* Work to be completed: Find each line in the data below that contains the word "granite" and copy those lines in full.

* Listed entries:
****************
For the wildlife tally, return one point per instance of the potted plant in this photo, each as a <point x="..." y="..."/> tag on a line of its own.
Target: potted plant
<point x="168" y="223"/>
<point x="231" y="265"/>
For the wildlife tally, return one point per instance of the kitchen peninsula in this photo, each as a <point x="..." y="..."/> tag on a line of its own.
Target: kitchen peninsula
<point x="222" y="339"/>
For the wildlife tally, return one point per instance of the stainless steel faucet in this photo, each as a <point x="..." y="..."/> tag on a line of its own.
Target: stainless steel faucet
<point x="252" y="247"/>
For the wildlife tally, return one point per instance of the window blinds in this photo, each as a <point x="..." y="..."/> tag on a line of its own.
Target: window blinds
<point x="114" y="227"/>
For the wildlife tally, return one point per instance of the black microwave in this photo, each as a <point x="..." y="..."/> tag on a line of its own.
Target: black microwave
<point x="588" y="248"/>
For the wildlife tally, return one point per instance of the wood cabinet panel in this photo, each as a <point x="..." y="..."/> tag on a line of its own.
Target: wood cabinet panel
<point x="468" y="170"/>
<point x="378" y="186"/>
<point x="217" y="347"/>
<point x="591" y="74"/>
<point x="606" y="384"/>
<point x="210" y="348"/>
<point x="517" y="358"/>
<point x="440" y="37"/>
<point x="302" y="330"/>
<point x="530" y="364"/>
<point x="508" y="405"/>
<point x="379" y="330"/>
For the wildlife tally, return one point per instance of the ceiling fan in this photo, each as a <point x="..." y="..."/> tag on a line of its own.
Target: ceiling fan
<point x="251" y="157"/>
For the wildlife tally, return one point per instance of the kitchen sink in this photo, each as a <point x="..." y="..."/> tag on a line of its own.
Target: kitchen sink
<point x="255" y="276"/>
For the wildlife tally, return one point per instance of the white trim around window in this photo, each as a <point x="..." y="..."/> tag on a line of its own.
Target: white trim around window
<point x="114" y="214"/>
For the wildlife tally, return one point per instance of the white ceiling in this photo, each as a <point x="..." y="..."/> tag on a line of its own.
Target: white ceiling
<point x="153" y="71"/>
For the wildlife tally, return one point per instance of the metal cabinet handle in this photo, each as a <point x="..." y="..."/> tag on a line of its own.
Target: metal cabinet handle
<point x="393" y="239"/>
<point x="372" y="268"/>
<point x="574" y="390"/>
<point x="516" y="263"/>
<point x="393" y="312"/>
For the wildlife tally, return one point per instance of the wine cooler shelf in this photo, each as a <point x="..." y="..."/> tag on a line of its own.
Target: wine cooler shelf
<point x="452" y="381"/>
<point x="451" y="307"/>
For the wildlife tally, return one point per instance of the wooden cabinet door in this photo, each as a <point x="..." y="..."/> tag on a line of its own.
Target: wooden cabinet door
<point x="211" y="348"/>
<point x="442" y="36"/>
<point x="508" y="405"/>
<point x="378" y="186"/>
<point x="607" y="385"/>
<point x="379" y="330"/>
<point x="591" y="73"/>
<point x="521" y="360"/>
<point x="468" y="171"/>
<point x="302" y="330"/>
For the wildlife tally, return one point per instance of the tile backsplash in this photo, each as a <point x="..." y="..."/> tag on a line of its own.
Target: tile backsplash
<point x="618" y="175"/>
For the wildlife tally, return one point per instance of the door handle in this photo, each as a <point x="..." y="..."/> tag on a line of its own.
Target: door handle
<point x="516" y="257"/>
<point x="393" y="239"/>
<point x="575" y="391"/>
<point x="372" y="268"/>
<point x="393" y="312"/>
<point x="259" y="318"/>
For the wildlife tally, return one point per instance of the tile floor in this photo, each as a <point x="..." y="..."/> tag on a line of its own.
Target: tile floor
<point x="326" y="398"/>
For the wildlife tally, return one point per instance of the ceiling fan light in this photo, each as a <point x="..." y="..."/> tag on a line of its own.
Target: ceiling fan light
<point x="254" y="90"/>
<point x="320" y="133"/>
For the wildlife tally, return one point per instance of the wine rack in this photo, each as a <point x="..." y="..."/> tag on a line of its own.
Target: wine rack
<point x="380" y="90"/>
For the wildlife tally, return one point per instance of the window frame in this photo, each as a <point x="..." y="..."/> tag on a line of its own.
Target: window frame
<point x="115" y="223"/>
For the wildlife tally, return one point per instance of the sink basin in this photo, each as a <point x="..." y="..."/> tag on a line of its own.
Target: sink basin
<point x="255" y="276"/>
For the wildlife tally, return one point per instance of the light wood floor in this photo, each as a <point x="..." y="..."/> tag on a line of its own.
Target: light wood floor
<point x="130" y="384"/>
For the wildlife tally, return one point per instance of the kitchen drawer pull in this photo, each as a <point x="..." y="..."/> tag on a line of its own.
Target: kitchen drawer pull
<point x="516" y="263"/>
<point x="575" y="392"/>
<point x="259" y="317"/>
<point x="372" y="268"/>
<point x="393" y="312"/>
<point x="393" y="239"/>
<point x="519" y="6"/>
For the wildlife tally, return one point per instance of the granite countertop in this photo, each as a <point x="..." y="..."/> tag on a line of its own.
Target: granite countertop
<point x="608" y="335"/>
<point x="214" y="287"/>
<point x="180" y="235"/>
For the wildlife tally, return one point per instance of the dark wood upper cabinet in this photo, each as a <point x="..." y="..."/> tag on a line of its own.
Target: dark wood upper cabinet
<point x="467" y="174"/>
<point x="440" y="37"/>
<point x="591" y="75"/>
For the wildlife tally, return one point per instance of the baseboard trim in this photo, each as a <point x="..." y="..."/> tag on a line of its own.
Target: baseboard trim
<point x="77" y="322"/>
****************
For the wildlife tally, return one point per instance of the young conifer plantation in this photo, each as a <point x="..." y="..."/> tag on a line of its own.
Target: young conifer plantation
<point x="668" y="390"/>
****************
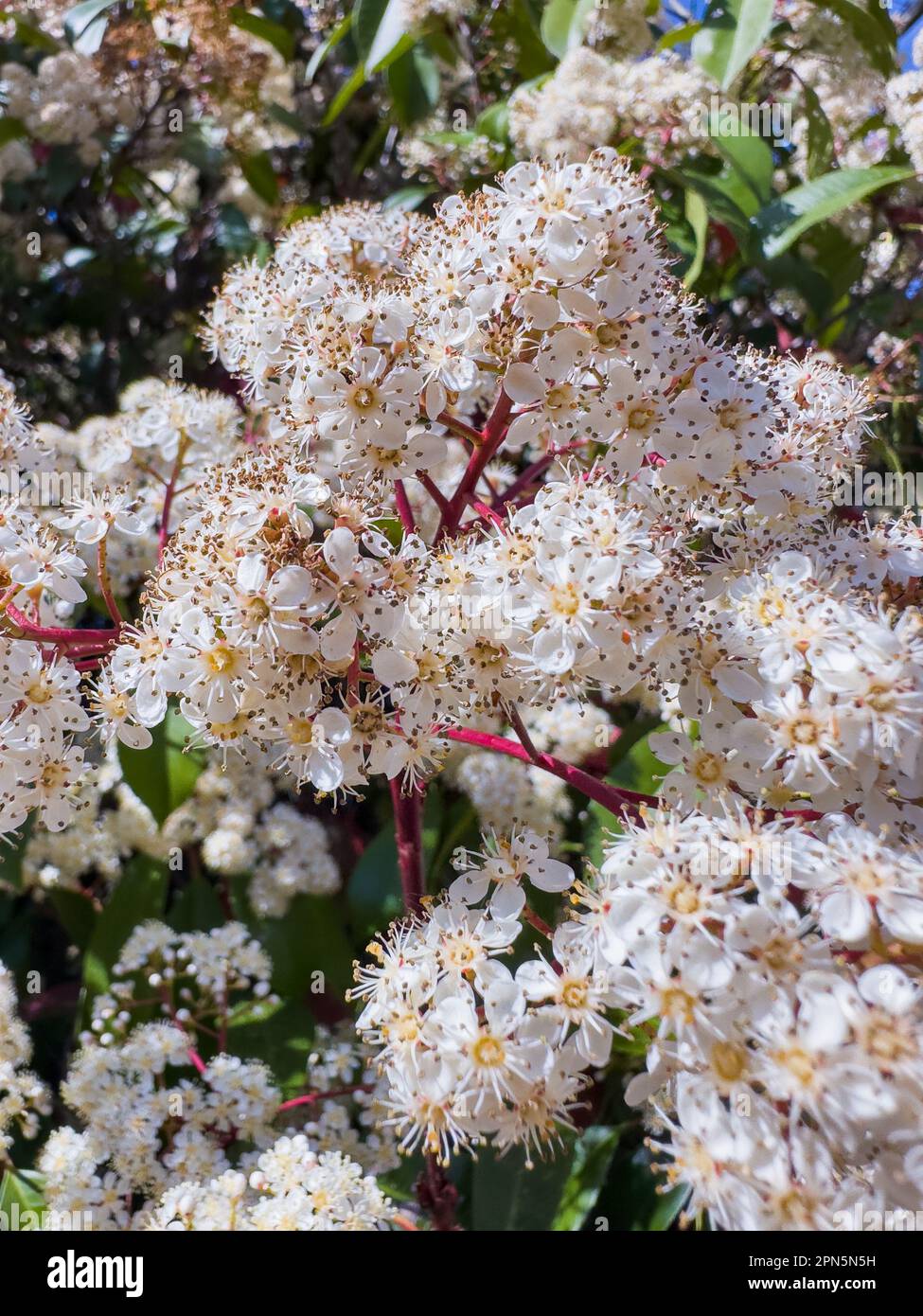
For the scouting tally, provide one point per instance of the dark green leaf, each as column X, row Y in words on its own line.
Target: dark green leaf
****************
* Written answer:
For the wildlife tally, return one point per instance of the granite countertop in this photo, each as a <point x="..." y="..."/> tag on a line of its own.
Target: granite countertop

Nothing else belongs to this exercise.